[START]

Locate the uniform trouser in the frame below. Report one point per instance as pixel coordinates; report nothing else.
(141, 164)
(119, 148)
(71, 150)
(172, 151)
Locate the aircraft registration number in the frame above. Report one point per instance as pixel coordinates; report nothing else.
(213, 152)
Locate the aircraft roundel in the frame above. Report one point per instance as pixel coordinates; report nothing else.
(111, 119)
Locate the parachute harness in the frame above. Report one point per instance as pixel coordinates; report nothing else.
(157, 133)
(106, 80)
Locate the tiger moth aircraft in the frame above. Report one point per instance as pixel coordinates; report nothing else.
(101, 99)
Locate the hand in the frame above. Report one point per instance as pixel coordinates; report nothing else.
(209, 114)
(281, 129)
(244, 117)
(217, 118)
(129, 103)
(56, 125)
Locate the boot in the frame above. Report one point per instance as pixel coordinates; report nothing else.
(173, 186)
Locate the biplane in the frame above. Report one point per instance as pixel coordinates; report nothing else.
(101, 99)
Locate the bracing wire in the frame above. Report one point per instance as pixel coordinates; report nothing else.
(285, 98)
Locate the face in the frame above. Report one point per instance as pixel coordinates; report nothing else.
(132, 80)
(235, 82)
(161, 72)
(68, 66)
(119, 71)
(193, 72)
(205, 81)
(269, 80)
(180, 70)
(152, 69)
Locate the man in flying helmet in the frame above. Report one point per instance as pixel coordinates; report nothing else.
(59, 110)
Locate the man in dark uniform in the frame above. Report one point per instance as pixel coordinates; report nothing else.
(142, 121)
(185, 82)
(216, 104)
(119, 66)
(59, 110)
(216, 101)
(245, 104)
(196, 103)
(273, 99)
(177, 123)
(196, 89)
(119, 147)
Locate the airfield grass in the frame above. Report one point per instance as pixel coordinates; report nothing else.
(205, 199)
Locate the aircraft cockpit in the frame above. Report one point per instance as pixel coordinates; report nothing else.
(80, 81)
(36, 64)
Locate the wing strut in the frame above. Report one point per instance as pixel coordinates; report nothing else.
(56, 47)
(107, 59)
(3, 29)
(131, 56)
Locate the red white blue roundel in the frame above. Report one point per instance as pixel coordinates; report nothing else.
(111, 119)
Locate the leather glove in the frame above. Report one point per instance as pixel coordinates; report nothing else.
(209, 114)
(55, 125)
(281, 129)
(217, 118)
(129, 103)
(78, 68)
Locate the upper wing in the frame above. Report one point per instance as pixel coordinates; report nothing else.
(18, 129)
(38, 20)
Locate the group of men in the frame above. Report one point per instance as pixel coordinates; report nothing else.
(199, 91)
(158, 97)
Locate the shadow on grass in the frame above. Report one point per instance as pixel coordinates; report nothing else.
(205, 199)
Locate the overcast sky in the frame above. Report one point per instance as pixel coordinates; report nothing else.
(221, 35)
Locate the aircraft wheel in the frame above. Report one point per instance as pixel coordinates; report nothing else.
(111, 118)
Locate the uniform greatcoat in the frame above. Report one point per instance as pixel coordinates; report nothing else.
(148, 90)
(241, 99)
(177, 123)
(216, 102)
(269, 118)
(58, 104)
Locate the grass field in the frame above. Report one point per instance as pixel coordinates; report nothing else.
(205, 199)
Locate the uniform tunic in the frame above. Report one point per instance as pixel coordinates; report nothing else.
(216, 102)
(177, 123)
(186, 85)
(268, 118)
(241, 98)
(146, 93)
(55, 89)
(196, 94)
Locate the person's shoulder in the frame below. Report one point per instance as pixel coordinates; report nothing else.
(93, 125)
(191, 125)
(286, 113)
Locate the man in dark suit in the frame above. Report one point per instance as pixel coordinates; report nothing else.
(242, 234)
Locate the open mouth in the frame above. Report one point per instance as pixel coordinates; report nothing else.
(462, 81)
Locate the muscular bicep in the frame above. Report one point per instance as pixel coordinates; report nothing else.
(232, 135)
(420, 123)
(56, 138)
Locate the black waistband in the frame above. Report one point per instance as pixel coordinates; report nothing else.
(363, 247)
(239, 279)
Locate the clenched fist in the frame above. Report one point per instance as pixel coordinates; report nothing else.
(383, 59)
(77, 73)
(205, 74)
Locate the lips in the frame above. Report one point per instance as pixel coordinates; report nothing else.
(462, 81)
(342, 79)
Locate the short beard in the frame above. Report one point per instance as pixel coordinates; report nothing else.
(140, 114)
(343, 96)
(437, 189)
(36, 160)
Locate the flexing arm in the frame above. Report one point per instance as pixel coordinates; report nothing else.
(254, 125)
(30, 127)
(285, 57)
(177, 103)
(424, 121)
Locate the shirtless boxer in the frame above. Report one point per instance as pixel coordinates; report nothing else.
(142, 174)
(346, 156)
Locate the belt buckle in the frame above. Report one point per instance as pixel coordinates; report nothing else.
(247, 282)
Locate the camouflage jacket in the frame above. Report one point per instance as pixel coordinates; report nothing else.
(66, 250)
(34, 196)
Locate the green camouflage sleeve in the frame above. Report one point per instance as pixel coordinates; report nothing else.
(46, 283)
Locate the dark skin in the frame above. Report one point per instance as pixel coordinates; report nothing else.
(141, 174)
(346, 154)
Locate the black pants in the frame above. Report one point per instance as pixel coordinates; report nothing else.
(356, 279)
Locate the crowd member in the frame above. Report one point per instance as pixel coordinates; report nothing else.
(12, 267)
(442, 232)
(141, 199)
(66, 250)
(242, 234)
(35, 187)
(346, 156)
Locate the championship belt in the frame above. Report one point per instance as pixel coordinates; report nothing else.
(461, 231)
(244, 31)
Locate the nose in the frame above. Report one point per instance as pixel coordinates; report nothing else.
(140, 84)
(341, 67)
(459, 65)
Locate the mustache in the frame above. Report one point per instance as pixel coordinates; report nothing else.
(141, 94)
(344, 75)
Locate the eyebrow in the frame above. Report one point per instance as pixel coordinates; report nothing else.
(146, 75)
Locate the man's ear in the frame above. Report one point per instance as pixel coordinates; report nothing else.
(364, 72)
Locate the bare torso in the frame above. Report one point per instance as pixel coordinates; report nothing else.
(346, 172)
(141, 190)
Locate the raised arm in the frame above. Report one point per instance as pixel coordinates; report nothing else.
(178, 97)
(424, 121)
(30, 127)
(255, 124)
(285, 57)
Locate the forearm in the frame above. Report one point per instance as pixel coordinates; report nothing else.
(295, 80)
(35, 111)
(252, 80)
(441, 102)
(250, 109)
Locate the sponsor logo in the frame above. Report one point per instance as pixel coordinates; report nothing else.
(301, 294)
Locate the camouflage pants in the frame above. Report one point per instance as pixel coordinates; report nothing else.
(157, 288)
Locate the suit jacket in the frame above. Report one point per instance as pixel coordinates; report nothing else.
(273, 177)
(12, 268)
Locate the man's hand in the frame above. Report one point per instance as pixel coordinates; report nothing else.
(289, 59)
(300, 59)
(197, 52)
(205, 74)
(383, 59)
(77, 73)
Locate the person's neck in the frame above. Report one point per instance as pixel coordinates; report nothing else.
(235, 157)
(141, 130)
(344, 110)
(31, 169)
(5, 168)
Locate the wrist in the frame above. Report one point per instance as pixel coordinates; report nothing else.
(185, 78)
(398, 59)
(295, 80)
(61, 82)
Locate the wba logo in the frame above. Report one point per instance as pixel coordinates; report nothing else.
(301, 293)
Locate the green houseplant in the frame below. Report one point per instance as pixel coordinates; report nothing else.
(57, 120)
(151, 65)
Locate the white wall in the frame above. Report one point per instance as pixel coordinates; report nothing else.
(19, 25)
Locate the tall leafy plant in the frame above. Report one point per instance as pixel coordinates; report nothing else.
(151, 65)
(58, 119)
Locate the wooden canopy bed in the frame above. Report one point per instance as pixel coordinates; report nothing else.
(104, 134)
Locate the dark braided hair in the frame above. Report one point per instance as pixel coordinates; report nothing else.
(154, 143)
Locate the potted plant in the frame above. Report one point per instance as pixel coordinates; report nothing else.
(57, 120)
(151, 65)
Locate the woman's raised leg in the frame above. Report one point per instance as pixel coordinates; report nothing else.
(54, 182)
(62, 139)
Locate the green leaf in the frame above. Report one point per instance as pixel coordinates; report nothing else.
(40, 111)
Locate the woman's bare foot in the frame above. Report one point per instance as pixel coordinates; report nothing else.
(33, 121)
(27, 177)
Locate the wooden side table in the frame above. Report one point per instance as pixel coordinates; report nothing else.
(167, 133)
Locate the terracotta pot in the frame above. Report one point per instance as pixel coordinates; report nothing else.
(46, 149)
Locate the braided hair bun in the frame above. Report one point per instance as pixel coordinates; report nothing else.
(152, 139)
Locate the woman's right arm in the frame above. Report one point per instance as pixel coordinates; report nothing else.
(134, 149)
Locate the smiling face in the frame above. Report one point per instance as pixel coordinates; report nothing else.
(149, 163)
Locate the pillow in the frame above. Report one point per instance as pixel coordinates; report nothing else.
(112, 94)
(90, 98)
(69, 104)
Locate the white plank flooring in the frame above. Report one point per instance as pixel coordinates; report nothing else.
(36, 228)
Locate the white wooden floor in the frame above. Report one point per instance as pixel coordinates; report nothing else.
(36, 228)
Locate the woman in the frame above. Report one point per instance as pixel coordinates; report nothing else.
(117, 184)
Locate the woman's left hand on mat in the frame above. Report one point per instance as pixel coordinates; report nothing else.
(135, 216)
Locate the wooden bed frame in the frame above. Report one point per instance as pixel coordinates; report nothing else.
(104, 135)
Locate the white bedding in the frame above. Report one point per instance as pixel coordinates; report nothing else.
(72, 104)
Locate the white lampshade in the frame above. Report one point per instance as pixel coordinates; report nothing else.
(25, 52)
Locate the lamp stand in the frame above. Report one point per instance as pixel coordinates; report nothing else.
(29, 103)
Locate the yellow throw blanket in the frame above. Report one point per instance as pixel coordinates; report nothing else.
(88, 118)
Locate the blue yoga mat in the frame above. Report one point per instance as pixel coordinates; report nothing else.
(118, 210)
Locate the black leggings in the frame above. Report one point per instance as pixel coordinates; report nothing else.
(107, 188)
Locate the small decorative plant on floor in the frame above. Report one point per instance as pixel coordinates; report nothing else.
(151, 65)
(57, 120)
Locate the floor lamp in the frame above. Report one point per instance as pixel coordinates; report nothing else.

[END]

Your task is to write out the lines from the one with "Locate the wooden bed" through the end of the records, exactly and with nothing added.

Locate the wooden bed frame in the frame above. Report one point per instance as pixel coordinates; report nothing else.
(104, 135)
Locate the white bedding in the frame above. Report one point per instance as pixel coordinates; report nothing else.
(72, 104)
Locate the white lampshade in the frame above. Report one point per instance as pixel coordinates; report nothing else.
(25, 52)
Locate the lamp stand in the frame above. Report one point per instance as pixel coordinates; report nothing else.
(29, 103)
Locate the yellow throw blanket in the frame above. Report one point per instance as pixel coordinates; report nothing else.
(88, 118)
Locate the blue yoga mat in the frame above. Report one point per instance as pixel coordinates; report nothing else.
(118, 210)
Locate the black leggings in the frame above. Report one point per instance as pixel coordinates; report nothing else.
(107, 188)
Locate the small decorative plant on floor in the frame above. Report one point per instance as pixel coordinates; report nothing else.
(151, 65)
(57, 120)
Locate the floor lamp in the frame above. Report one point per instance as pixel coordinates; report nothing else.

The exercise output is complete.